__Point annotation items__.
begin

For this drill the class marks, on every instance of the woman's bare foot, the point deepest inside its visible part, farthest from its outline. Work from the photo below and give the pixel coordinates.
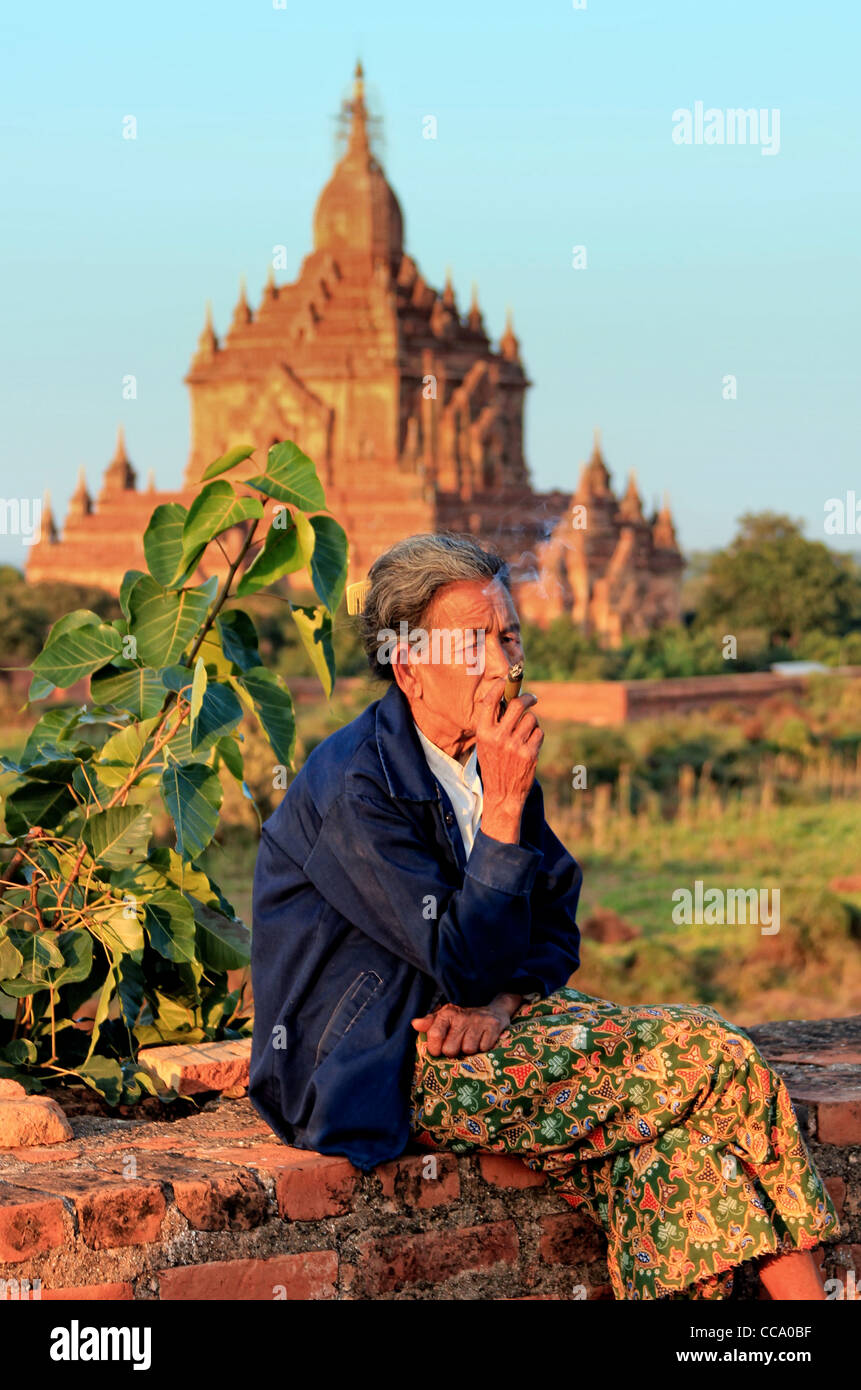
(792, 1276)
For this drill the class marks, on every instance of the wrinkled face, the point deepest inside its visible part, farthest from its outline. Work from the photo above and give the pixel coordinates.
(470, 640)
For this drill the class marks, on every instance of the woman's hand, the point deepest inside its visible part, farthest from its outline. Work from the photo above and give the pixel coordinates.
(454, 1030)
(508, 751)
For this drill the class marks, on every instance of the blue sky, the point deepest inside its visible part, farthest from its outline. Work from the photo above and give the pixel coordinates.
(554, 129)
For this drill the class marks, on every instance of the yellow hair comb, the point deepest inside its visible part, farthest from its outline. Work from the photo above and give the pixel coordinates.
(356, 595)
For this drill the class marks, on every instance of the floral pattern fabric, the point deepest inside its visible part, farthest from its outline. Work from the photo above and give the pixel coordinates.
(664, 1125)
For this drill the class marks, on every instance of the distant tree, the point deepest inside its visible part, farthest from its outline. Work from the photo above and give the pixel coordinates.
(774, 578)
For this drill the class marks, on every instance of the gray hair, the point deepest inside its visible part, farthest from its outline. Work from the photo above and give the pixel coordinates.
(405, 580)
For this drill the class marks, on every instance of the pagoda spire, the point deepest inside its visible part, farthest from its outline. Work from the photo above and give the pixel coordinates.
(630, 508)
(270, 289)
(358, 142)
(118, 476)
(207, 344)
(79, 503)
(476, 321)
(664, 530)
(242, 313)
(508, 344)
(47, 527)
(594, 476)
(448, 293)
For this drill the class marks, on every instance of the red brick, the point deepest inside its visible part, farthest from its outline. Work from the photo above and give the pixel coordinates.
(28, 1225)
(32, 1119)
(313, 1186)
(202, 1066)
(568, 1240)
(502, 1171)
(385, 1264)
(231, 1201)
(405, 1184)
(839, 1122)
(127, 1214)
(45, 1154)
(91, 1293)
(308, 1276)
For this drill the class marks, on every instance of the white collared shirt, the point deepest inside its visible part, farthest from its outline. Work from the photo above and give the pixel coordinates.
(462, 786)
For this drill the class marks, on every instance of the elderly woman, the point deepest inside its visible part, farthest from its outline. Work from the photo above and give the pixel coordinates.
(413, 936)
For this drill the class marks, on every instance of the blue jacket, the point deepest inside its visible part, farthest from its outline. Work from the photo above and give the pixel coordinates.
(366, 913)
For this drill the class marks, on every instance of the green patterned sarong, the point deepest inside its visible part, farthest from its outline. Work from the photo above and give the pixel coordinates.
(664, 1125)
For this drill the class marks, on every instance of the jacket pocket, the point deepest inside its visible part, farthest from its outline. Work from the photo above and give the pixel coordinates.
(355, 998)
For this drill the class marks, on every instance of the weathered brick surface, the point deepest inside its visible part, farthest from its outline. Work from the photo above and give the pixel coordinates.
(28, 1225)
(388, 1264)
(214, 1207)
(502, 1171)
(285, 1276)
(419, 1180)
(206, 1066)
(31, 1121)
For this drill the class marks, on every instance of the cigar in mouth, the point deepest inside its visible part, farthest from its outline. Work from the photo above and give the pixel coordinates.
(512, 687)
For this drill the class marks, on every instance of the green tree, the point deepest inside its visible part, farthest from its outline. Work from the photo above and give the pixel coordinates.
(772, 578)
(89, 904)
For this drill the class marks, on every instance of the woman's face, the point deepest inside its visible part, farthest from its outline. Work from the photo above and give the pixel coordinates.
(448, 667)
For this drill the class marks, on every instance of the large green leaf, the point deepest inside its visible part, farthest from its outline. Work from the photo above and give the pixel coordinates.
(77, 653)
(274, 708)
(118, 926)
(238, 638)
(216, 509)
(170, 925)
(291, 477)
(139, 691)
(103, 1073)
(130, 578)
(315, 627)
(166, 559)
(228, 460)
(118, 836)
(10, 959)
(36, 804)
(328, 560)
(217, 716)
(199, 681)
(164, 622)
(192, 794)
(224, 943)
(79, 617)
(77, 951)
(278, 555)
(123, 751)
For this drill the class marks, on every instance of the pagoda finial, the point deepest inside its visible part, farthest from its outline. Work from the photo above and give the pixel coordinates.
(120, 456)
(358, 129)
(79, 503)
(448, 293)
(664, 530)
(630, 508)
(118, 476)
(508, 344)
(207, 344)
(47, 526)
(242, 313)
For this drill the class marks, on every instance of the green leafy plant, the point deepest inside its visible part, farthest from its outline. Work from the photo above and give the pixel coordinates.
(91, 906)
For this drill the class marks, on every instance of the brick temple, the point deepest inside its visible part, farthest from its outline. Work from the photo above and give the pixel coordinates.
(411, 413)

end

__DESCRIPTION OF THE TASK__.
Could you write out the stretch from the start of the items through the line containing "(792, 1276)", keeping each item's wording but offsetting every coordinate in the answers by 66? Leave the picture out.

__RESPONSE TO THIS EXERCISE__.
For this drill the class marks, on every instance of the woman's bare foot, the point deepest inside its visible part, farthest from its outline. Work from the photo below and give the pixel coordinates.
(858, 1342)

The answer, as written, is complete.